Document passage
········

Adapted from an IFCOMP23 Review
Part 3 of the “Here There Be Poopdecks” sub-series, this one on a spaceship. This is a light ‘escape the doomed ship on a timer’ joint. The playful tone of the thing is its dominant feature, and who doesn’t like that? From object descriptions, to the increasingly sassy emergency voice, to the voluminous easter eggs you are encouraged to meet the game on its own feather-light terms. Even the puzzle play is pretty unadorned, ‘get X, goto room Y, use X.’ This is not a terrible choice, it ensures the focus is on the playful miscellany, not just the [orchestral sting]MAIN PLOT[/orchestral sting].
A game with the lightness of a feather its going to succeed on how well it can tickle you. Don’t pretend you don’t see what I did there, I know you saw it. And boy did I try to meet the game on its own terms. I tried all the things, I snarked back to the overhead voice, I did Star Trek stuff in rooms that begged it. I also solved the main puzzle and speed ran it. I read the accompanying feelie (which, awesome production value) and tried a lot of the recommended things.
I really went above and beyond to embrace the work’s spirit, if I say so myself. And I came away thinking ‘Maybe this is TOO light?’ It doesn’t help that there are some common implementation issues - unimplemented nouns, overtight verb space, at one point asking for disambiguation between ‘south’ and starboard’? Recommended Easter egg commands that didn’t work ((Spoiler - click to show)>TAP ON GLASS), though later did without clear reason why. A dumbwaiter that was clumsy to navigate. To the game’s credit the light tone did a lot to minimize the impact of these artifacts.

········

Exercise instructions
1. Name each feature of the game that the review names in the sentence beginning "From object descriptions" as a place where its playful tone shows.
2. Reproduce the stretch of the game review from "A game with" through "the recommended things.", word for word.

Region annotation entries
········

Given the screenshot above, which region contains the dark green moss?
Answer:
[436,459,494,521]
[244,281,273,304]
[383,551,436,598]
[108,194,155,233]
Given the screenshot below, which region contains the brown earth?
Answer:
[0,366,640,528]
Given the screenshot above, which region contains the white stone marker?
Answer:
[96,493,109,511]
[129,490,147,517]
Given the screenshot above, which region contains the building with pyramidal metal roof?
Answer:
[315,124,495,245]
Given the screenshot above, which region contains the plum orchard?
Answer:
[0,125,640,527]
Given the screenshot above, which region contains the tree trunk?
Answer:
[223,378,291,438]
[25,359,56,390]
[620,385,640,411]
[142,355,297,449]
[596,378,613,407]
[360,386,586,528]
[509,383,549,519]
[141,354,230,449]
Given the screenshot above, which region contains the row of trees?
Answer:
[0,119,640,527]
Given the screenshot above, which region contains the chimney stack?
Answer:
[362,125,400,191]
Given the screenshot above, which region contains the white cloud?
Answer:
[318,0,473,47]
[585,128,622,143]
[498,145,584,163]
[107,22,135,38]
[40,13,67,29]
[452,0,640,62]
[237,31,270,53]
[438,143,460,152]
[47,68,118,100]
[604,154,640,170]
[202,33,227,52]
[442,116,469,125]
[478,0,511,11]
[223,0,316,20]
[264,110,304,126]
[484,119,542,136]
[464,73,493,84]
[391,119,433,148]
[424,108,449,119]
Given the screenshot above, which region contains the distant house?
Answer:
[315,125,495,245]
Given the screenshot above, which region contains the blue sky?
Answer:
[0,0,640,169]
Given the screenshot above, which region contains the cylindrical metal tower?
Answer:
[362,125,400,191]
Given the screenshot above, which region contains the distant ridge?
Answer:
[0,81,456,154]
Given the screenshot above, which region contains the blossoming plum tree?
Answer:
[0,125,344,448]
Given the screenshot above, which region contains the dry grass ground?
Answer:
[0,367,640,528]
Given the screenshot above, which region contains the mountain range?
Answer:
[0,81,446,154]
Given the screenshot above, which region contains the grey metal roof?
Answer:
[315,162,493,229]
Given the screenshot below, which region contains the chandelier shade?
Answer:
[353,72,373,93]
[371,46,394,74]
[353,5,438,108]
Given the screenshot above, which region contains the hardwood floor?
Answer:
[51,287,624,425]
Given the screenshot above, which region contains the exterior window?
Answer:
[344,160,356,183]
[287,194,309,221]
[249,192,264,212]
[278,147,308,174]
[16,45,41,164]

········

Results in order
1.
- Object descriptions
- The increasingly sassy emergency voice
- The voluminous easter eggs

2.
A game with the lightness of a feather its going to succeed on how well it can tickle you. Don’t pretend you don’t see what I did there, I know you saw it. And boy did I try to meet the game on its own terms. I tried all the things, I snarked back to the overhead voice, I did Star Trek stuff in rooms that begged it. I also solved the main puzzle and speed ran it. I read the accompanying feelie (which, awesome production value) and tried a lot of the recommended things.